Reading text
********************

Evidence ... a frame from the grainy video that apparently shows a devastating casualty toll from a US airstrike on a village in Afghanistan
THE US military said it planned to reopen an investigation into civilian deaths in a coalition air strike in western Afghanistan last month after new evidence emerged about casualties.
The military had earlier disputed an Afghan Government allegation that more than 90 people, many of them women and children, died in the August 22 raid in western Herat`s Shindand district, a figure backed by the UN.
The US military in its investigation found that 30 to 35 Taliban militants were killed, including a commander, in the US-led coalition air strike.
However videos obtained by news agency The Associated Press show the bodies of at least 10 children and many adults covered in blankets and white shrouds on the floor of a mosque in the village of Azizabad.
The grainy videos, apparently taken by cell phones, show turbaned men lifting blankets to examine the bodies, with graphic images of heads partly blown off,
The sounds of women wailing and men shouting are heard.
The New York Times said on Sunday its reporter had also seen the cellphone videos and other images of numerous bodies laid out.
Ten days after the airstrikes, villagers dug up the last victim from the rubble, a baby just a few months old, the Times said.
An Afghan doctor who runs a clinic in a nearby village told the newspaper he counted 50 to 60 bodies of civilians, most of them women and children and some of them his own patients, laid out in the village mosque on the day of the strike.
Late on Sunday, the military issued a statement saying it was seeking a review of its original finding that five to seven civilians had died in the operation.
"In light of emerging evidence pertaining to civilian casualties in the August 22 counter-insurgency operation in the Shindand District, Herat province, I feel it is prudent to request that US Central Command send a general officer to review the U.S. investigation and its findings with respect to this new evidence," the top US officer in Afghanistan, General David McKiernan, said.

********************

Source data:
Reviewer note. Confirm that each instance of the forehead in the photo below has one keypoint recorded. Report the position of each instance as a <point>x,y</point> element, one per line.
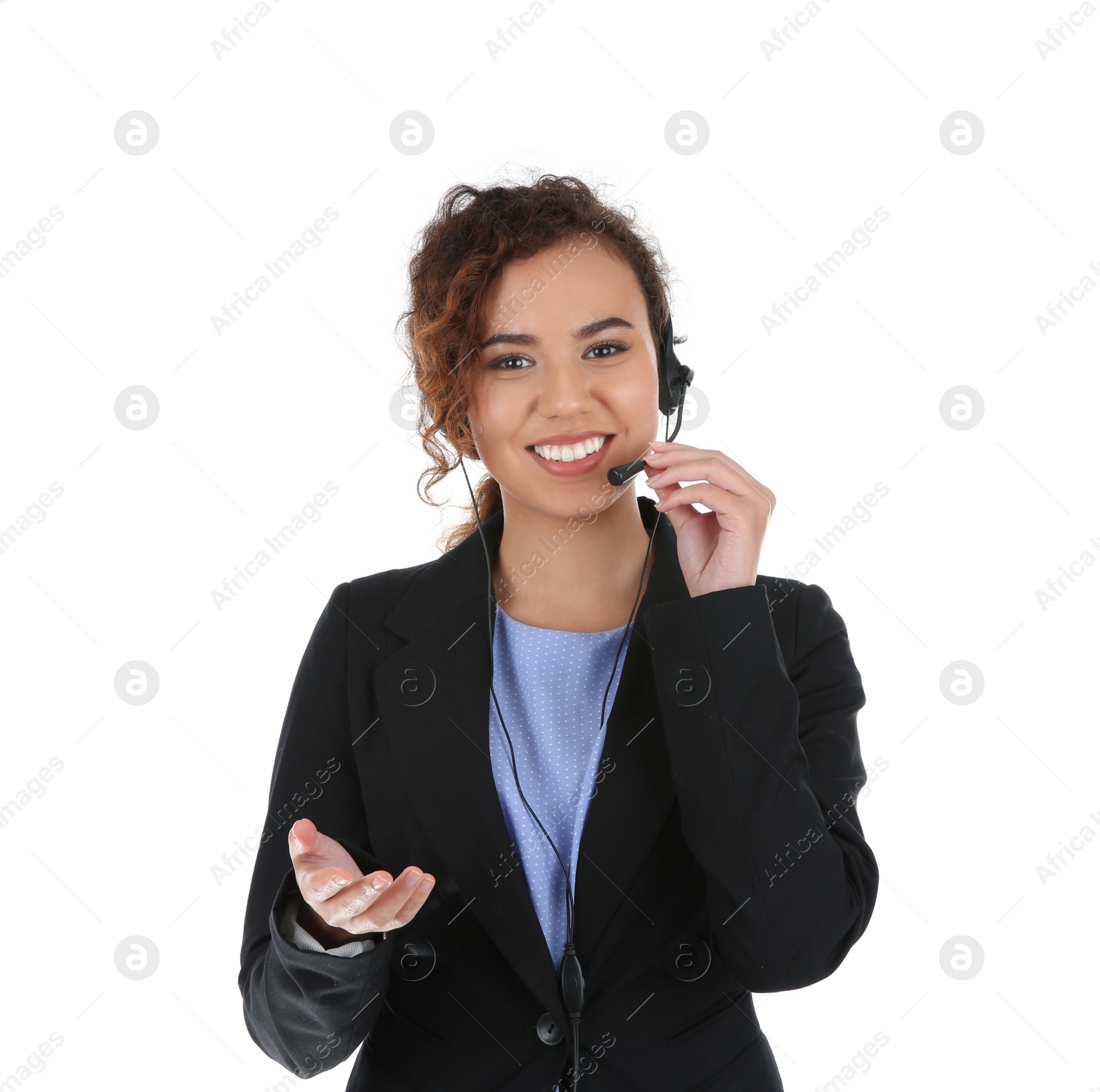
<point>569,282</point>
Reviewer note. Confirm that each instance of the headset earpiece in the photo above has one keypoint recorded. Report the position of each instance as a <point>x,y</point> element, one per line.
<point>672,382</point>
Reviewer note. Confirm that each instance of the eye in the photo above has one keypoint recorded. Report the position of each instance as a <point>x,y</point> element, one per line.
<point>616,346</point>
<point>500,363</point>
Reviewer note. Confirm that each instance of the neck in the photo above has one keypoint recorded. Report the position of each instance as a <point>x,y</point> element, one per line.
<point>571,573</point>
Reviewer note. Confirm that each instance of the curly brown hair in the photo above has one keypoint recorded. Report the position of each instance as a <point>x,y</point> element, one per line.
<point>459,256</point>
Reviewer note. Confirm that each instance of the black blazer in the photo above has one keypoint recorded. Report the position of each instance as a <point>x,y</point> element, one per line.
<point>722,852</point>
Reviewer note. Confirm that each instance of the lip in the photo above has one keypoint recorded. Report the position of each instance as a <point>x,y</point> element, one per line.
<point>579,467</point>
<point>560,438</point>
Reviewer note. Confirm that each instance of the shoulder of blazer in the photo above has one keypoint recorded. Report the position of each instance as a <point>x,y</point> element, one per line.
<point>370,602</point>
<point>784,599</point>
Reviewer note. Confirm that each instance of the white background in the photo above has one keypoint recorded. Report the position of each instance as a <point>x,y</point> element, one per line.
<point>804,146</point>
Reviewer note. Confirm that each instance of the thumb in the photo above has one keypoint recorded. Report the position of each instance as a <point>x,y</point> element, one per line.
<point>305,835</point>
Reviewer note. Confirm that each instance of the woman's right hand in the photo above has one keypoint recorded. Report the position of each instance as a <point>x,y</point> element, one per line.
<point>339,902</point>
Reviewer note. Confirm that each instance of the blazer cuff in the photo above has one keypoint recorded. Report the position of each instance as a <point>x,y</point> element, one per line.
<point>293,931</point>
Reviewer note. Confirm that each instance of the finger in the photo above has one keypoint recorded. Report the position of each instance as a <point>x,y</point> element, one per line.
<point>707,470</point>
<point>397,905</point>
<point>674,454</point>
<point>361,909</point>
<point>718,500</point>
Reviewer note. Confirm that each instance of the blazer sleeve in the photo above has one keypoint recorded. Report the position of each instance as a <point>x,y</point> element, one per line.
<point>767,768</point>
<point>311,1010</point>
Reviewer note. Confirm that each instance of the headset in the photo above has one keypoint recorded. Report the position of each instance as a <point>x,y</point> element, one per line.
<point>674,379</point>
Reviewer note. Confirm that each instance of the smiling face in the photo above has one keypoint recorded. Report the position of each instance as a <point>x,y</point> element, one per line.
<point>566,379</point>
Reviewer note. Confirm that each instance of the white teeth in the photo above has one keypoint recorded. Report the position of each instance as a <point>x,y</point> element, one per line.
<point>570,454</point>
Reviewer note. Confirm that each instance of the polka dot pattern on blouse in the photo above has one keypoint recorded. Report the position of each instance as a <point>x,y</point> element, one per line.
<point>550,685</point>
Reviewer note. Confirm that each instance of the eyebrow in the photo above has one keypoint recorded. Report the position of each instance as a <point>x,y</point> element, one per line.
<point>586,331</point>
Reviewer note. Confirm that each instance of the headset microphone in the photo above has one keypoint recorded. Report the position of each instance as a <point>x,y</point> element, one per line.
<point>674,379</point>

********************

Exercises
1 > In the airstrike article, how many Taliban militants did the US military's investigation find were killed?
2 > List every place name that appears in the airstrike article.
3 > Set down the stretch of the airstrike article from "The US military in" through "bodies laid out.".

Per-task answers
1 > 30 to 35 Taliban militants, including a commander.

2 > Afghanistan, Herat, Shindand district, Azizabad

3 >
The US military in its investigation found that 30 to 35 Taliban militants were killed, including a commander, in the US-led coalition air strike.
However videos obtained by news agency The Associated Press show the bodies of at least 10 children and many adults covered in blankets and white shrouds on the floor of a mosque in the village of Azizabad.
The grainy videos, apparently taken by cell phones, show turbaned men lifting blankets to examine the bodies, with graphic images of heads partly blown off,
The sounds of women wailing and men shouting are heard.
The New York Times said on Sunday its reporter had also seen the cellphone videos and other images of numerous bodies laid out.